EXERCISE DETAILS =
Rewrite the records below with "example of the format" changed to "format sample" wherever it occurs, leaving every other line untouched. Omit the picture placeholders from your output.

EXTRACTED MATERIAL =
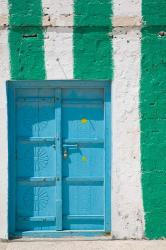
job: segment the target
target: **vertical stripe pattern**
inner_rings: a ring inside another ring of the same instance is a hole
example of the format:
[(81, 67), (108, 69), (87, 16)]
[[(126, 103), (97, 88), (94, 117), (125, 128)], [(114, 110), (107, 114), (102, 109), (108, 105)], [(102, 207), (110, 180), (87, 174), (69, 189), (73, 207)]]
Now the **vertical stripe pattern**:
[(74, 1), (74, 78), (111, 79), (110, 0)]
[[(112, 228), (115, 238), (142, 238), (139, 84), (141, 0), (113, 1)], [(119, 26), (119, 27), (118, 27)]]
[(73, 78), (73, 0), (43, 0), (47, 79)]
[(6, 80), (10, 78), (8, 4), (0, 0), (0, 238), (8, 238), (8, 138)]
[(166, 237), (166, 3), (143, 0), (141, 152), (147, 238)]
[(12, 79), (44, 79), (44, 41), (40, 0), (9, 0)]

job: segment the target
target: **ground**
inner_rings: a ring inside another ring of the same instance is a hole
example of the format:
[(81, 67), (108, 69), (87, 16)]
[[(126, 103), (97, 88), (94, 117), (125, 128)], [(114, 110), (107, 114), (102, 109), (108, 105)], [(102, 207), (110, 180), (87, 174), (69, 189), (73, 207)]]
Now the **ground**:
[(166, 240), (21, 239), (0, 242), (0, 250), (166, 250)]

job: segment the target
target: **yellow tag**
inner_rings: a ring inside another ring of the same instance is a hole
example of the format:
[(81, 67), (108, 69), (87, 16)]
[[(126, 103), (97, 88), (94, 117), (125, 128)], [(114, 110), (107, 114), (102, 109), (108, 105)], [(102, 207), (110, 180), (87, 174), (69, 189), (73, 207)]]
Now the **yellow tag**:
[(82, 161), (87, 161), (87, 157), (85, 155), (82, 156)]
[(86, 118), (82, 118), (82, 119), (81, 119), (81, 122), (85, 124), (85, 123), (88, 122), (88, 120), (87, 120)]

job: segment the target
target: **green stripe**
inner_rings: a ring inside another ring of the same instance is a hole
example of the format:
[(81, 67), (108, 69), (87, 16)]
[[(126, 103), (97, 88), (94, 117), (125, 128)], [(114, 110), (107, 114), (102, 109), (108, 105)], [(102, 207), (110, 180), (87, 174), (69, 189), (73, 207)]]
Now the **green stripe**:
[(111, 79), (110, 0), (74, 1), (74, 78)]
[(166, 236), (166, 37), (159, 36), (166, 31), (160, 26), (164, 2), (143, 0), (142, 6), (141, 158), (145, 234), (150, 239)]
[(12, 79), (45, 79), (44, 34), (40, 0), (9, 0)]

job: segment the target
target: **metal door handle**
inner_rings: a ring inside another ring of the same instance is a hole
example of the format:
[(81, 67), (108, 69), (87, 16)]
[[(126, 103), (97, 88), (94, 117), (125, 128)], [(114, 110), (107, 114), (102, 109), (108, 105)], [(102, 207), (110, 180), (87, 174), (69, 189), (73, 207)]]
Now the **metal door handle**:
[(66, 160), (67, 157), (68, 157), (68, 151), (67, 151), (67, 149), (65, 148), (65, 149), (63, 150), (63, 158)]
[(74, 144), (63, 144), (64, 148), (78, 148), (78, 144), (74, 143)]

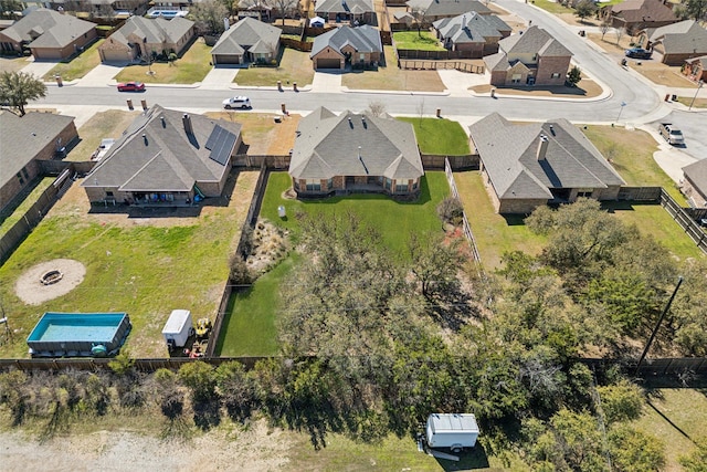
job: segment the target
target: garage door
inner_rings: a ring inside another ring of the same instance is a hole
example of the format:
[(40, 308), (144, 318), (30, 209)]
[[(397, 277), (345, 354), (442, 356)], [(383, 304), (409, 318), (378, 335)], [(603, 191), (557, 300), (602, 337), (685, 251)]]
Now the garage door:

TASK RESPONSE =
job: segment the target
target: **vertical stripe pattern**
inner_rings: a ring inside another ring of the same instance is a hole
format sample:
[(81, 67), (108, 69), (87, 16)]
[[(126, 103), (97, 88), (94, 117), (125, 128)], [(114, 110), (107, 114), (102, 109), (108, 105)], [(102, 207), (110, 180), (87, 174), (69, 189), (73, 207)]]
Now the **vertical stripe pattern**:
[(74, 1), (74, 78), (111, 79), (110, 0)]
[[(112, 228), (115, 238), (142, 238), (139, 84), (141, 0), (113, 1)], [(119, 26), (119, 27), (118, 27)]]
[(73, 78), (73, 0), (43, 0), (47, 79)]
[(6, 80), (10, 78), (8, 4), (0, 0), (0, 238), (8, 238), (8, 138)]
[(166, 237), (166, 3), (143, 0), (141, 152), (147, 238)]
[(12, 79), (44, 79), (44, 41), (40, 0), (9, 0)]

job: segment the target
target: **ground**
inner_rings: a ring inside another ring of the same instance is a hole
format sample:
[(81, 67), (108, 69), (87, 16)]
[[(126, 103), (97, 88), (94, 117), (125, 128)], [(114, 110), (107, 114), (102, 109), (108, 105)], [(102, 207), (110, 180), (87, 174), (69, 189), (73, 207)]]
Now the **ground**:
[(166, 240), (21, 239), (0, 242), (0, 250), (166, 250)]

job: segment the target
target: **yellow tag**
inner_rings: a ring inside another ring of the same instance is a hole
format sample:
[(81, 67), (108, 69), (87, 16)]
[[(126, 103), (97, 88), (94, 117), (125, 128)], [(114, 110), (107, 114), (102, 109), (108, 105)], [(102, 207), (110, 180), (87, 174), (69, 189), (73, 207)]]
Now the **yellow tag**:
[(82, 161), (87, 161), (87, 157), (85, 155), (82, 156)]
[(86, 118), (82, 118), (82, 119), (81, 119), (81, 122), (85, 124), (85, 123), (88, 122), (88, 120), (87, 120)]

job: segment the target
target: **green stripe**
inner_rings: a ring inside another ring of the same instance is a hole
format sample:
[(81, 67), (108, 69), (87, 16)]
[[(126, 103), (97, 88), (94, 117), (125, 128)], [(114, 110), (107, 114), (102, 109), (108, 105)], [(102, 207), (110, 180), (87, 174), (69, 189), (73, 207)]]
Now the **green stripe**:
[(111, 79), (110, 0), (74, 1), (74, 78)]
[(166, 236), (166, 37), (159, 36), (166, 31), (160, 26), (164, 2), (143, 0), (142, 6), (141, 158), (145, 234), (150, 239)]
[(12, 79), (45, 79), (44, 34), (40, 0), (9, 0)]

job: segment the target
target: **metal door handle**
inner_rings: a ring inside another ring of the same instance is a hole
format sample:
[(81, 67), (108, 69), (87, 16)]
[[(126, 103), (97, 88), (94, 117), (125, 128)], [(114, 110), (107, 114), (102, 109), (108, 105)], [(102, 207), (110, 180), (87, 174), (69, 189), (73, 207)]]
Now the **metal door handle**:
[(66, 160), (67, 157), (68, 157), (68, 151), (67, 151), (67, 149), (65, 148), (65, 149), (63, 150), (63, 158)]
[(74, 144), (63, 144), (64, 148), (78, 148), (78, 144), (74, 143)]

job: segment the target
target: garage door
inner_rings: a ring inside another ring of the same instance is a hole
format sample:
[(40, 308), (144, 318), (30, 209)]
[[(397, 277), (345, 354), (442, 356)], [(383, 304), (409, 318), (378, 335)], [(603, 191), (557, 300), (602, 337), (685, 251)]]
Now the garage door:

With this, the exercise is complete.